President Jalal Talabani met with representatives of Arab League member states in Cairo on November 12. Talabani said, "Iraq is against all violent operations against Turkey," in a reference to the ongoing crisis surrounding recent terrorist attacks launched by the Turkish-Kurdish separatist group Kurdistan Workers Party (PKK) from inside Iraqi territory. "We consider any military act against the government of [Turkey] as an act against Iraq," he added. Talabani told reporters in Cairo that he still believes the Turkish-Kurdish crisis could be resolved through diplomatic means. Meanwhile, a delegation from the Supreme Council of Kurdistan Political Parties traveled to Ankara on November 11 for secret talks with Turkish parliamentarians and representatives of the ruling Justice and Development party, Iraqi media reported on November 12. KR
...WHILE PKK LEADER SAYS TURKISH PREMIER BROKE HIS PROMISE...

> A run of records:

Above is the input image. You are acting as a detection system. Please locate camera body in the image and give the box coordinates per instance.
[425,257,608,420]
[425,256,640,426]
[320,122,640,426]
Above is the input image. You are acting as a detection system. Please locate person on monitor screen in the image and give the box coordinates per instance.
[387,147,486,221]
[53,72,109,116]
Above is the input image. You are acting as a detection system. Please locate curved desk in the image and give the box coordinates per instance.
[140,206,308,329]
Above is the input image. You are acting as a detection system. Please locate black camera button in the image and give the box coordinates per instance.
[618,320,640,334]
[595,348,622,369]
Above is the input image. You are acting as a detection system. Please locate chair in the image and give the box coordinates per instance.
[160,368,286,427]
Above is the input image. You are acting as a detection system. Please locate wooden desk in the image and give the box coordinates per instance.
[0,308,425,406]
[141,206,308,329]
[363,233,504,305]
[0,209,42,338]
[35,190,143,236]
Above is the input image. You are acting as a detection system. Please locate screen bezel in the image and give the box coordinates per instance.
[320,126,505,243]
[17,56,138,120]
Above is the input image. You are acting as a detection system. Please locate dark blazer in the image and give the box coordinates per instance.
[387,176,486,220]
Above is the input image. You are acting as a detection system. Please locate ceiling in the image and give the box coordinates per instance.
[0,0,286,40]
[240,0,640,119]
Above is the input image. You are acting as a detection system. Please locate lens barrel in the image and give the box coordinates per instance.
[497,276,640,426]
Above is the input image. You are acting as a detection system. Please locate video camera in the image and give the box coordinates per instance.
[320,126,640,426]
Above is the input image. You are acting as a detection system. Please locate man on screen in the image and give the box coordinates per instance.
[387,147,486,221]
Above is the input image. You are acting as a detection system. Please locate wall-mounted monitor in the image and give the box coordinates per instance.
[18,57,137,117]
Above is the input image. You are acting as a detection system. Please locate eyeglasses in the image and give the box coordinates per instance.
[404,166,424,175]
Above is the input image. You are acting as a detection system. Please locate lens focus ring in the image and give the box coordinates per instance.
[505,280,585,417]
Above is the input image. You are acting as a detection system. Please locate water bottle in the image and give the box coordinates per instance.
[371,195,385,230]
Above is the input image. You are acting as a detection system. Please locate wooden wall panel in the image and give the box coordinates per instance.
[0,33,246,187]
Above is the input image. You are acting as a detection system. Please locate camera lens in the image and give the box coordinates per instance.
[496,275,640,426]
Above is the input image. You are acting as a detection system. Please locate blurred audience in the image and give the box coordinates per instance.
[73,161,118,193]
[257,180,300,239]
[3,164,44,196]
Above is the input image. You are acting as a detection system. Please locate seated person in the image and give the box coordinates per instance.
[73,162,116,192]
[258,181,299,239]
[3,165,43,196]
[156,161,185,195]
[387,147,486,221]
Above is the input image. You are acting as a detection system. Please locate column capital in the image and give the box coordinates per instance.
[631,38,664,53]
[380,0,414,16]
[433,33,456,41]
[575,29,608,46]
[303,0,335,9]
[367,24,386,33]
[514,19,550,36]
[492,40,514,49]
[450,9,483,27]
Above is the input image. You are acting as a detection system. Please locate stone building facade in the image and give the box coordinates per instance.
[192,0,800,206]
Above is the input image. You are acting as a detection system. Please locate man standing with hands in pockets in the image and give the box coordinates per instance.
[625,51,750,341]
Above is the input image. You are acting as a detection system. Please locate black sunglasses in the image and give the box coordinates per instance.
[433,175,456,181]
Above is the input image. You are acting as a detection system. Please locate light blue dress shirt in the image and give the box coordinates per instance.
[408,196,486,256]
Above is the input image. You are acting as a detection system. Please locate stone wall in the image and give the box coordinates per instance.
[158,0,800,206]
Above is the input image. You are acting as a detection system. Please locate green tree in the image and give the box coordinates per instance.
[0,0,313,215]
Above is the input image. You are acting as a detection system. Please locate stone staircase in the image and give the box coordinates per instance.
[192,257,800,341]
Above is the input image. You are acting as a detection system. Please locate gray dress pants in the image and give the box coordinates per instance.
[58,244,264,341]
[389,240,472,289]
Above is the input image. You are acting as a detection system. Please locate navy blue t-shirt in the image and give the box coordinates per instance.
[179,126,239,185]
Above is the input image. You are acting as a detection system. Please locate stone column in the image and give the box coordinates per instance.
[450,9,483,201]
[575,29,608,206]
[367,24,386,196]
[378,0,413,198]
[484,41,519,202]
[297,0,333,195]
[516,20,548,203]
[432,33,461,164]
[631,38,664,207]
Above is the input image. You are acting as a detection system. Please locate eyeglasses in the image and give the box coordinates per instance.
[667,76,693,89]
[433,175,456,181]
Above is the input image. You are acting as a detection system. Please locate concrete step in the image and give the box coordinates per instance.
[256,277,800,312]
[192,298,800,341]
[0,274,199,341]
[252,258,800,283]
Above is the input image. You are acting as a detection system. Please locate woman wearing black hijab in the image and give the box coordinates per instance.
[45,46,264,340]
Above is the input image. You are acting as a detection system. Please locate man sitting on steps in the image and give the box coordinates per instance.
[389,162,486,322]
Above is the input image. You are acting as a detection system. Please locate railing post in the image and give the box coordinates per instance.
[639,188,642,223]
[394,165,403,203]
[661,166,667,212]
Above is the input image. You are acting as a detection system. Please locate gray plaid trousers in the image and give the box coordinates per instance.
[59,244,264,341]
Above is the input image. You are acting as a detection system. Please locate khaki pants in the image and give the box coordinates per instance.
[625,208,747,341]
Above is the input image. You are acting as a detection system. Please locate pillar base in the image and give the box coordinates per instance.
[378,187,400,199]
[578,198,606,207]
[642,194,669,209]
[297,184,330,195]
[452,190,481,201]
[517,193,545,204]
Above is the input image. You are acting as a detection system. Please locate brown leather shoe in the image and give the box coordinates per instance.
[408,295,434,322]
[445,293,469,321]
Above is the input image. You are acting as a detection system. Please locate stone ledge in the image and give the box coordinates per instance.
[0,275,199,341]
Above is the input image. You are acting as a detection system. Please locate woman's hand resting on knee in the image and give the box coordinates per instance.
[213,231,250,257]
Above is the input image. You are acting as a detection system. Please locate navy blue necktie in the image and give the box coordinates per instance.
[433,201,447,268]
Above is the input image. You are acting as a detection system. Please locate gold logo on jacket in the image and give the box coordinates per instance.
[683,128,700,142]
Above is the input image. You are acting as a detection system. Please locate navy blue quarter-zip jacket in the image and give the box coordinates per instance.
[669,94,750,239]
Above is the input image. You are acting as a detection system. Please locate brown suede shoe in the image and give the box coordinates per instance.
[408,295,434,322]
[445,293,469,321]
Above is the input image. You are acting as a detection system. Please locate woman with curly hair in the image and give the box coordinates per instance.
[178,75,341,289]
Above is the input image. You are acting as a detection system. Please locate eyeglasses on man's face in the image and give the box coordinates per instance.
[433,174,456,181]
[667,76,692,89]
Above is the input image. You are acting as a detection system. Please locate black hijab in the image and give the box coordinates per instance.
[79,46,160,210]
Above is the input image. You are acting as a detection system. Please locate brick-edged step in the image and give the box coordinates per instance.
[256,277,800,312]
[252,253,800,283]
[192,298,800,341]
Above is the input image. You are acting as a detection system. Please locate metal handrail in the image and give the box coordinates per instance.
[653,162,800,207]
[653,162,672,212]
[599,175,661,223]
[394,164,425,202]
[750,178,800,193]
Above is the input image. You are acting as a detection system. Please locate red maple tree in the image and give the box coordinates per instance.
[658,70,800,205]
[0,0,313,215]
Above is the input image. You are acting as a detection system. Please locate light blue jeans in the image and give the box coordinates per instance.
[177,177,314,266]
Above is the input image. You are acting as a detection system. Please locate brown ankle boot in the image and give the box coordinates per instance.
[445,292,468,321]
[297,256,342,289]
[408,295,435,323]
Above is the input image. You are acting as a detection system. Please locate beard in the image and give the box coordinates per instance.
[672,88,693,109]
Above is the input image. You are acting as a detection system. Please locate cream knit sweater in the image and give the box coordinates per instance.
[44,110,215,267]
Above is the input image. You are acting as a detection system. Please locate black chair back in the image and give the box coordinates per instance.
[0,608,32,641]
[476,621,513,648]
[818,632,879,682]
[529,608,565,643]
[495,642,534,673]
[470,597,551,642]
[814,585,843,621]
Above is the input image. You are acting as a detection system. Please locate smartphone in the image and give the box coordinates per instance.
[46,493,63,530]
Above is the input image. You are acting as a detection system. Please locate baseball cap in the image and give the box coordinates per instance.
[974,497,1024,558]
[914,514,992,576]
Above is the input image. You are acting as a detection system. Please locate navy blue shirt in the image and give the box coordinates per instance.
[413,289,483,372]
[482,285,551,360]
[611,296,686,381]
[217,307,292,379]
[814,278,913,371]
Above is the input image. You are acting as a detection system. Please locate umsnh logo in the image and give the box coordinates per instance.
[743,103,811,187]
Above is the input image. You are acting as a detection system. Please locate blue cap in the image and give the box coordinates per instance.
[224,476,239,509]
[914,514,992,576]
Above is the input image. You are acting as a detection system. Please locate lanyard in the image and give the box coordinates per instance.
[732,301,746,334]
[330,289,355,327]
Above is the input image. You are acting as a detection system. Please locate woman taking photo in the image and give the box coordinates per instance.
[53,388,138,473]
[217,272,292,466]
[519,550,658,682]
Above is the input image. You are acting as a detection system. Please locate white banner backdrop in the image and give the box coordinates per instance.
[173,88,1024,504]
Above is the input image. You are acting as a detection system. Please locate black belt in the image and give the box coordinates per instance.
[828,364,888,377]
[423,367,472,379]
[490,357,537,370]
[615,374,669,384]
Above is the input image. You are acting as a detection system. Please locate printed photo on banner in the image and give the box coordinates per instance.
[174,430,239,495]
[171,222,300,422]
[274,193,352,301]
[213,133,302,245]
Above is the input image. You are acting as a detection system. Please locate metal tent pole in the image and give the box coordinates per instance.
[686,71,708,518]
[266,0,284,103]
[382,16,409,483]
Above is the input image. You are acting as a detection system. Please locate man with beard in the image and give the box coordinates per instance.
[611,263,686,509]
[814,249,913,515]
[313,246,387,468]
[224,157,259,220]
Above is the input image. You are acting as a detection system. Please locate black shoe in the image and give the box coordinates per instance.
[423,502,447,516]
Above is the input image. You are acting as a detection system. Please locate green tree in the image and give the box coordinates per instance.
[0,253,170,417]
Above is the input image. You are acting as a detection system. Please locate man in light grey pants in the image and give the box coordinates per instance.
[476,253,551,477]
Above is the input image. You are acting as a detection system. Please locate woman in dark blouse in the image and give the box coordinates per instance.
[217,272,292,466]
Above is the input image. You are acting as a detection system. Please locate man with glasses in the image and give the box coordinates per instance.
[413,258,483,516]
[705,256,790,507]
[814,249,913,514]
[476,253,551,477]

> WHAT YOU SHOULD DO:
In the news item about Talabani's meeting in Cairo, on what date did the delegation from the Supreme Council of Kurdistan Political Parties travel to Ankara? These records were taken from a different source than the text.

> CORRECT OUTPUT:
November 11